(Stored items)
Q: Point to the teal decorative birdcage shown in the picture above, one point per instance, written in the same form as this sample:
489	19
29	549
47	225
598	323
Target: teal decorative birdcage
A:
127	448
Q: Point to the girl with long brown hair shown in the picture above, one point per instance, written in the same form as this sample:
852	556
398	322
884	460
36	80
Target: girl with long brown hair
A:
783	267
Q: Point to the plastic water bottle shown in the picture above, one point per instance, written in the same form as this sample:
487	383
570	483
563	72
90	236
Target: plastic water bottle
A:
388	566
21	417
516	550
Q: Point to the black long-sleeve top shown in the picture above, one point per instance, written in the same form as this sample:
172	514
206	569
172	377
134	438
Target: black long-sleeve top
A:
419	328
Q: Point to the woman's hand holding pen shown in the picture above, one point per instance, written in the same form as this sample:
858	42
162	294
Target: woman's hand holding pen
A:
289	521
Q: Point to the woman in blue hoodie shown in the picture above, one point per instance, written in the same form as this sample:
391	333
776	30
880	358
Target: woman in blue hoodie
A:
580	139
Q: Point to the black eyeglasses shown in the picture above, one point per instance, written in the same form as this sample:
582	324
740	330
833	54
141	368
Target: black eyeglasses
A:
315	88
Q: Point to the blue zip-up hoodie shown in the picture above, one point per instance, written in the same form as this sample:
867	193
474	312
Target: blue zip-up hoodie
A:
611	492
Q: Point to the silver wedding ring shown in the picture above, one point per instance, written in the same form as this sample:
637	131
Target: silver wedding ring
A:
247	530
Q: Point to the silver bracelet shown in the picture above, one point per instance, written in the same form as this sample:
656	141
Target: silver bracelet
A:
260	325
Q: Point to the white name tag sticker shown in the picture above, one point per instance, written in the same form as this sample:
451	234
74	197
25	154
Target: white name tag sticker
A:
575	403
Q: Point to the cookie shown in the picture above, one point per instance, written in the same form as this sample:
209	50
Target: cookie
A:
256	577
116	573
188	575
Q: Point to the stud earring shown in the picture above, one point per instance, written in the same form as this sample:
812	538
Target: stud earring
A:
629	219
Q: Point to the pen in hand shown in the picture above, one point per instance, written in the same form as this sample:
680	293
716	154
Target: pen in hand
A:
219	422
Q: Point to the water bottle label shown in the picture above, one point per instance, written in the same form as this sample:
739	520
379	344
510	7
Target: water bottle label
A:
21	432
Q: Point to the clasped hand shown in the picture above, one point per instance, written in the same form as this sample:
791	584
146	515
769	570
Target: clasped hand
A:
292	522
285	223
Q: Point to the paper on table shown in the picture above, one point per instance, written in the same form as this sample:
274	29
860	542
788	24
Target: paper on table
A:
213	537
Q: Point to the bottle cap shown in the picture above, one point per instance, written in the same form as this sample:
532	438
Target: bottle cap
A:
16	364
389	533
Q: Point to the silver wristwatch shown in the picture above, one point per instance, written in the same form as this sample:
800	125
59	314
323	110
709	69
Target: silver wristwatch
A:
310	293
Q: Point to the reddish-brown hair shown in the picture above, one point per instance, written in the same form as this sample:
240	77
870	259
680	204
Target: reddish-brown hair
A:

__Problem description__:
Repeat the lines from the one containing "Q: Point to the bottle" through the end of the items, substituting "watch" for "wristwatch" and leaving everything else unchanged.

__Final answer__:
Q: Point to the bottle cap shown in the picture above, one point per instance, written in the same form as this sample:
532	438
Target: bottle cap
A:
16	364
389	533
Q: Point to the silver watch shown in the picture above, one point per instance, written in the same form as this sample:
800	125
59	314
323	110
709	69
Target: silver watch
A:
310	293
Q: Point to the reddish-brown hair shown in the picture above, one point per instance, written in the same form as this sample:
240	77
870	259
680	204
Target: reddish-brown hair
A:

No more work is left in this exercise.